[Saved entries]
** begin **
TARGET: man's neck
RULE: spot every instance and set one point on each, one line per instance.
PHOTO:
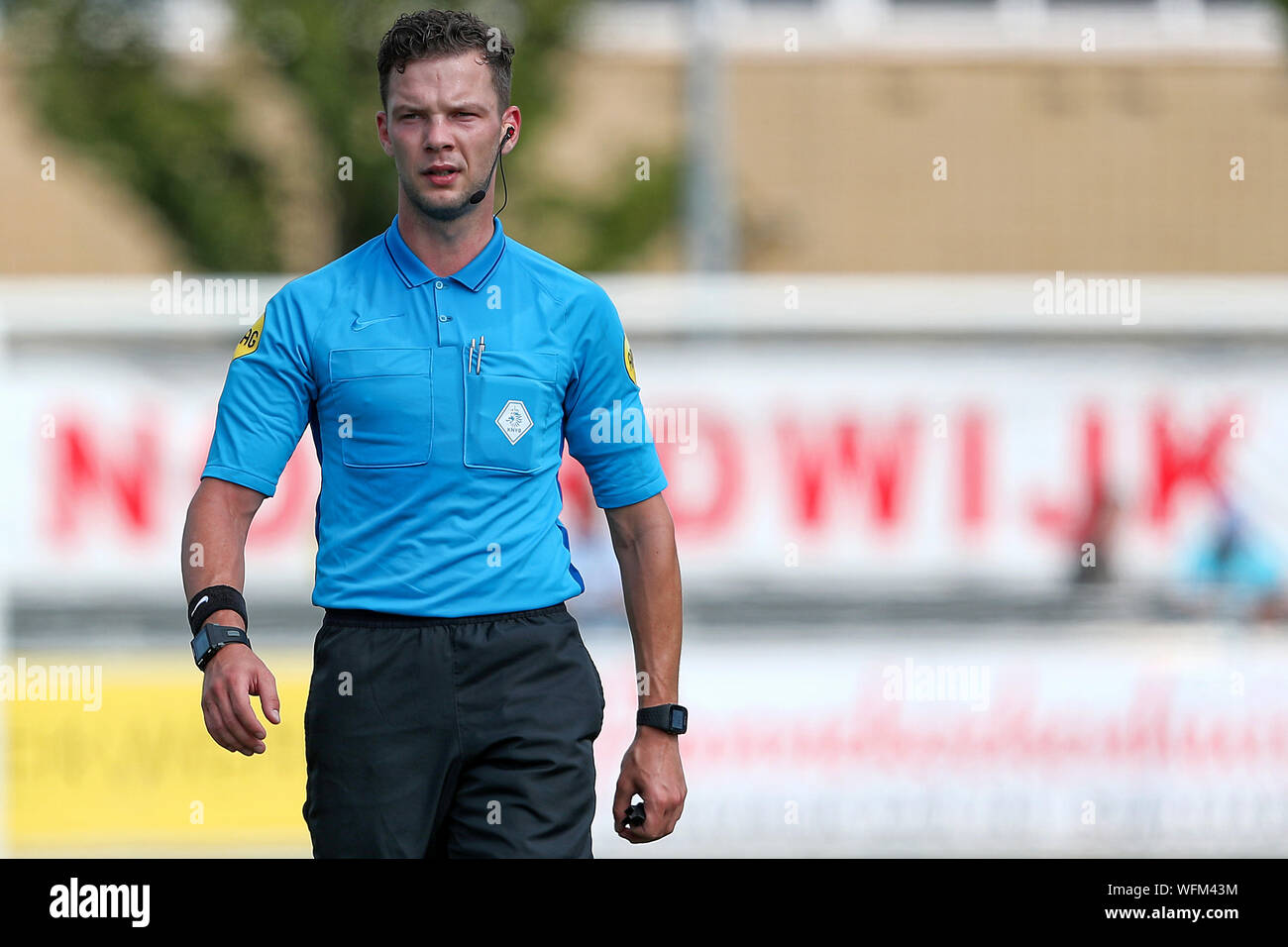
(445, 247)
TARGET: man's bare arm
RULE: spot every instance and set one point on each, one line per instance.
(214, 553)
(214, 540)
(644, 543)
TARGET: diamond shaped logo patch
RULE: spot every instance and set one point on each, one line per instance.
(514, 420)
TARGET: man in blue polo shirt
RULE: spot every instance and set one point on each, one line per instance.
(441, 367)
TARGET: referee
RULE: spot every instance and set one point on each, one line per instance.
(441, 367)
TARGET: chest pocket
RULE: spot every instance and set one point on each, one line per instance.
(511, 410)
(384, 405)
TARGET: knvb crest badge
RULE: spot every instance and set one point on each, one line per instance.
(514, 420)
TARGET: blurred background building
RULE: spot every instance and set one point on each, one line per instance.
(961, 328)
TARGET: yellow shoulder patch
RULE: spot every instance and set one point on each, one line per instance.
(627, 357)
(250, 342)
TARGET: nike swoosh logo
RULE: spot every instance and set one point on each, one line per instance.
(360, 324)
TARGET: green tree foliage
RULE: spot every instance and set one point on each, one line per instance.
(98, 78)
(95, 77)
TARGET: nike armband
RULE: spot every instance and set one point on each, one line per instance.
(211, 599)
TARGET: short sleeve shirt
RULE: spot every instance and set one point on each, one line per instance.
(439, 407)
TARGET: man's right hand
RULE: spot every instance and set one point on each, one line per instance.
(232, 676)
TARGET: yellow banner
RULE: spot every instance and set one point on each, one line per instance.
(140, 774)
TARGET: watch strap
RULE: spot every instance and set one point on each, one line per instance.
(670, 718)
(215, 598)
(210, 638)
** end **
Could you copy out all of the items above word for word, omitting the picture?

Answer for this exercise:
TARGET: man's neck
RULE: spot every instance and set one point on each, one line per instance.
PHOTO:
(445, 247)
TARGET: man's bare arm
RULE: spot every instance and set one point on each, one line per instance.
(214, 553)
(214, 540)
(644, 543)
TARGET: diamond shaped logo patch
RULE: spot every instance and set one point on each, one line per instance.
(514, 420)
TARGET: man in blue polo shirt
RULE: spot every instance and set one point on each, one line per instance.
(441, 367)
TARGET: referee
RULE: spot every instance and set one point on each, one line per instance.
(441, 367)
TARGET: chest pocket
RULE: spot every instance and set one point on each, one line per instance.
(511, 410)
(384, 405)
TARGET: knvb crest badge
RULE: spot every instance and set one point on each, one line per instance.
(514, 420)
TARGET: blurred background building
RULE: spot every instance and set one point on each, one line per instance.
(961, 328)
TARGET: yellow shoulder patch
RULE: spot every instance and set one point on each, one line per instance.
(627, 357)
(250, 342)
TARGET: nike swoosh logo
RULE: spot every instance and set one point on each, one line per instance.
(360, 324)
TARGET: green tree foliage
RULE: spot every instance and set one point on each, one line per instance.
(98, 78)
(95, 77)
TARGET: nike armband
RULE: spot every instance and set one point on each, one line per instance.
(211, 599)
TARGET: short sleeve shirt
RULE: spot every instance and set one point on each, one line per instance.
(439, 407)
TARGET: man's right hand
RULE: spot every instance and set one point on each, one line per instance.
(232, 676)
TARGET: yellow banner
RULE: spot every instance and set one point on each, one line per instance.
(140, 774)
TARGET: watch strap
RULE: spot every instance and set one point on each, one line per instance.
(670, 718)
(215, 598)
(210, 638)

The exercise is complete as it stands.